== Task objective ==
Copy all of the material below word for word, keeping each line as it stands.

== Input records ==
↓↓↓

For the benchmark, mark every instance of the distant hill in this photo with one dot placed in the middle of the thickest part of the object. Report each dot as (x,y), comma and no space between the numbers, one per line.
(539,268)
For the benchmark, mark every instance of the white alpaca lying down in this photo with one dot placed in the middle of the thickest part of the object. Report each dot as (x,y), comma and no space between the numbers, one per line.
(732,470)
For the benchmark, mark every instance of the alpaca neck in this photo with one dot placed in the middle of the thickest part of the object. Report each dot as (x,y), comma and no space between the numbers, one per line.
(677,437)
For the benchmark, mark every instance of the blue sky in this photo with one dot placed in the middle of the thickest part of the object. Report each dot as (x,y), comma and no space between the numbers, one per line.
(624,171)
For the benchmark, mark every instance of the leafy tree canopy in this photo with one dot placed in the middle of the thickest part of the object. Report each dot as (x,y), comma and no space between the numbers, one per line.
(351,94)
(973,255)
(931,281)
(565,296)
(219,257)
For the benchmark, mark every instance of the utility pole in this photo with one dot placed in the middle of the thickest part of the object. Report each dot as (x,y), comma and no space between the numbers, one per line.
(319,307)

↑↑↑

== Written response ==
For the benchmark, mark every instance of the distant hill in this photo with one dot placed in the middle of the thickest part of the object. Report each dot as (x,y), comma and no space between the numbers, one per line.
(539,268)
For the benchmark, mark every instance of the white alpaca lying down in this photo with one dot placed in the middle of the thickest part of the object. Report each dot as (x,y), comma and no space between the numbers, one per line.
(732,470)
For the benchmark, mark every instance of the alpaca neck in this photo with one dot placed in the middle of the thickest part of the object. Report each dot as (x,y), comma and no space between the numbers, one per line.
(677,437)
For the benchmark, mark every instance of the blue sky in this photo with one dot placed in the middle of the thickest part of the object. Report each dot as (x,y), comma and no space between the numbers, one per line.
(624,171)
For the benchmark, mark every instance of the leafy tree canopy in this photo with one dot placed in the middle of the thickest part of the object. Report each dot as (x,y), comma and no space between the numbers, one per line.
(351,94)
(973,255)
(931,281)
(565,296)
(219,257)
For the benchmark, mark every instance of the utility pole in this photo with one dot placed in the middle of the thickest part of the object. Report each dot as (x,y), comma and no space between the numbers, one per line.
(319,307)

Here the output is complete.